Work task 1: In the abstract on CNTF and mouse sciatic nerve regeneration, what suture was used for the epineurial repair?
Work task 2: Extend the abstract on CNTF and mouse sciatic nerve regeneration, picking up after its last sentence.

[Page text — start]

Objectives: To determine the role of ciliary neurotrophic factor (CNTF) in the regeneration of the mouse sciatic nerve following injury by studying the CNTF knockout mouse in a blinded, randomized and controlled evaluation.
Study Design: Fifty-eight wild-type and 57 CNTF knockout mice were randomly assigned to one of four treatment groups: sham surgery (sciatic nerve exposure), sciatic nerve crush, nerve transection without repair, and nerve transection followed by epineurial suture repair using 10-0 monofilament suture. Walking track analysis was performed before and after surgery at weekly intervals for 7 weeks, using a previously described formula. At the completion of walking track analysis, morphometric histological analysis of axon number and axon diameter in the distal sciatic nerves was performed.

[Page text — finish]
[Stored data — start]

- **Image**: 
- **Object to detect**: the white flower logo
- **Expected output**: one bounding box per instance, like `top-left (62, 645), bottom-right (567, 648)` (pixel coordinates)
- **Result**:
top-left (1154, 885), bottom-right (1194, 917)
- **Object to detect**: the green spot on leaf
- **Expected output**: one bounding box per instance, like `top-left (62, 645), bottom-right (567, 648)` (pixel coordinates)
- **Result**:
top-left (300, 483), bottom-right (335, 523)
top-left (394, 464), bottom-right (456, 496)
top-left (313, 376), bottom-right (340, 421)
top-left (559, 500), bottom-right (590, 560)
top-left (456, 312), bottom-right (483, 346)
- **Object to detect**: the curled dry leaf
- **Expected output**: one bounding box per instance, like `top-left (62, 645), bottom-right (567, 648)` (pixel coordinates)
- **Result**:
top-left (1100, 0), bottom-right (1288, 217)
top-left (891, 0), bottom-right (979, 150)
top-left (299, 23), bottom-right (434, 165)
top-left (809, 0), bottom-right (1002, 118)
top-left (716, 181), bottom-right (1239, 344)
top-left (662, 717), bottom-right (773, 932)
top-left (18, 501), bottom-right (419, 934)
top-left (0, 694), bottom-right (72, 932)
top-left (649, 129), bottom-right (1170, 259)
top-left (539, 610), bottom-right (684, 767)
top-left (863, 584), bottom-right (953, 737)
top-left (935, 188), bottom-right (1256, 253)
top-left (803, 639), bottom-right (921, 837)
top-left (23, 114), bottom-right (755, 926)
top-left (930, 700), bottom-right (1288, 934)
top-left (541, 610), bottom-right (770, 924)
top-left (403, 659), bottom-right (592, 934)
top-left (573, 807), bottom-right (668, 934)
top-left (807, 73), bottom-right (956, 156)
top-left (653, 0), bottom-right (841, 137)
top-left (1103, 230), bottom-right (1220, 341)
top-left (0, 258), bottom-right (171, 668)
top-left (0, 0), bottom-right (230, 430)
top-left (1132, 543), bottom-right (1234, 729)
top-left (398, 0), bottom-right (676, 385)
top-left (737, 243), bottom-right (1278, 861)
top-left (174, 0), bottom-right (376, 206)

[Stored data — finish]

Exercise result 1: 10-0 monofilament suture

Exercise result 2:
Results: The wild-type and knockout mice that underwent only sham surgery had no change in their walking tracks during the study interval (P = .30 on postoperative day 49). The wild-type mice that underwent sciatic nerve crush showed complete functional recovery (P = .66 on postoperative day 28), but the CNTF knockout mice whose sciatic nerves were crushed did not fully recover (P = .05 on postoperative day 49). The CNTF knockout and wild-type mice showed similar levels of recovery after transection without repair (P = .78), and the rate of contracture formation was not significantly different (P = .40). The CNTF knockout and wild-type mice showed similar levels of recovery after epineurial repair (P > .31), however the rate of severe contractures was greater in the CNTF knockout mice (6 of 13) than in the wild-type mice (2 of 12) (P = .11).
Conclusion: The absence of CNTF impairs the ability of mice to recover from a sciatic nerve crush injury. There is also a trend toward a greater rate of contracture formation after sciatic nerve transection and epineurial suture repair when CNTF is unavailable. These findings suggest that CNTF is important for recovery of neuronal function following crush and transection nerve injuries.